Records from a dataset
---------------
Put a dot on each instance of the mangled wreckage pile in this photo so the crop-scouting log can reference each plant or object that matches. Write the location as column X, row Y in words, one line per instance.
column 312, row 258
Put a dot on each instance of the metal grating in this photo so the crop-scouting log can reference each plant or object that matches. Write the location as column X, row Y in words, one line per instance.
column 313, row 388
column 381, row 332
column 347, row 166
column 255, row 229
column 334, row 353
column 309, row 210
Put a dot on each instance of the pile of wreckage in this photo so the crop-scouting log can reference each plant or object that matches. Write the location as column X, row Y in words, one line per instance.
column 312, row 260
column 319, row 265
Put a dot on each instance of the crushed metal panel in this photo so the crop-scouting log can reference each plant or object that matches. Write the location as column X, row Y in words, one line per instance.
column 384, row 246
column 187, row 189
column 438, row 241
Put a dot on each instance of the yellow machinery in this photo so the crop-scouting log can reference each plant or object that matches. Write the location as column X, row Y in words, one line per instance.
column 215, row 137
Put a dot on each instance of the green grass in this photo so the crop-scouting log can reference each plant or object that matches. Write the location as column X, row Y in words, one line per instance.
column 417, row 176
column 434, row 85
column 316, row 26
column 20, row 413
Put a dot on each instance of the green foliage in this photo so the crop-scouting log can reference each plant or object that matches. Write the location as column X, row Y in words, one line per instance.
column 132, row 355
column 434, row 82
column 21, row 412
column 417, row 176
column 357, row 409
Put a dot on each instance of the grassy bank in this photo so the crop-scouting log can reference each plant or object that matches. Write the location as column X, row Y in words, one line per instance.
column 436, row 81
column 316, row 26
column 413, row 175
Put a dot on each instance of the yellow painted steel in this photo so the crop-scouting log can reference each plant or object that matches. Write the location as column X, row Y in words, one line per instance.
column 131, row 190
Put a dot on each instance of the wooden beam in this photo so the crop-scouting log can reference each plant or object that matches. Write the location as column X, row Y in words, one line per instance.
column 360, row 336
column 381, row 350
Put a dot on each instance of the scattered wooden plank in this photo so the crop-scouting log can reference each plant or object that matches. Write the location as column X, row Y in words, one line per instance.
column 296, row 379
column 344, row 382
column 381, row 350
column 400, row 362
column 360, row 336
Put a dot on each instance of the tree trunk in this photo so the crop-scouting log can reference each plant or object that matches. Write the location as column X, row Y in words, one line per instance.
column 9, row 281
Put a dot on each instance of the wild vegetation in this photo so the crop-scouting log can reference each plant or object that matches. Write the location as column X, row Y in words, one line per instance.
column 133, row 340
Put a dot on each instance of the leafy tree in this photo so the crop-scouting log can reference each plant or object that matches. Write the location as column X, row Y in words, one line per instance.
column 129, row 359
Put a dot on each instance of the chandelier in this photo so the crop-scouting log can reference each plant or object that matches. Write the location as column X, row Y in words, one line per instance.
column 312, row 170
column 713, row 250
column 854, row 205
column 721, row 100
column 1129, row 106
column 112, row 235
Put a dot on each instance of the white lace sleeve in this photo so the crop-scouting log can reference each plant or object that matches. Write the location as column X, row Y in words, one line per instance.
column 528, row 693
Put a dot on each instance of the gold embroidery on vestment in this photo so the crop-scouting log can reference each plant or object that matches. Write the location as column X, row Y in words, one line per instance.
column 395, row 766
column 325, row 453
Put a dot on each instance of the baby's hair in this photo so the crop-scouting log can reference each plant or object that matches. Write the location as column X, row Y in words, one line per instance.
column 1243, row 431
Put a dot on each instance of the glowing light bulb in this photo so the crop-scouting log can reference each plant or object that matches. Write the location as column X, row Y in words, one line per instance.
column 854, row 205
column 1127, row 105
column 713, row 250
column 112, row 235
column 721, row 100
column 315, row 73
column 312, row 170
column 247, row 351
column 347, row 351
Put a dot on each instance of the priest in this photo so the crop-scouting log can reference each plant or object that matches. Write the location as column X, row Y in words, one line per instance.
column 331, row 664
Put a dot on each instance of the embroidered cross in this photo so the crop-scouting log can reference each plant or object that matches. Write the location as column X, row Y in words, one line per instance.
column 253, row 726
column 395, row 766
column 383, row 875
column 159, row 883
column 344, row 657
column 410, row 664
---------------
▶ [Challenge]:
Transcribe exactly, and only, the lines from the one bearing "Put a dot on each instance of the priest" through the last line of the entries, counting both.

▶ [Completed exercise]:
Put a dot on each instance of the priest in this photo so the crop-scouting log can reference each plant or object that matches. Write the location as column X, row Y in words, one line per instance.
column 331, row 664
Put a dot on each instance of the embroidered cross in this photo so the crop-scouting log can reference each plant or object that matches. Write the location as column X, row Y in words, one line per instance.
column 253, row 726
column 395, row 766
column 383, row 875
column 159, row 883
column 344, row 657
column 410, row 664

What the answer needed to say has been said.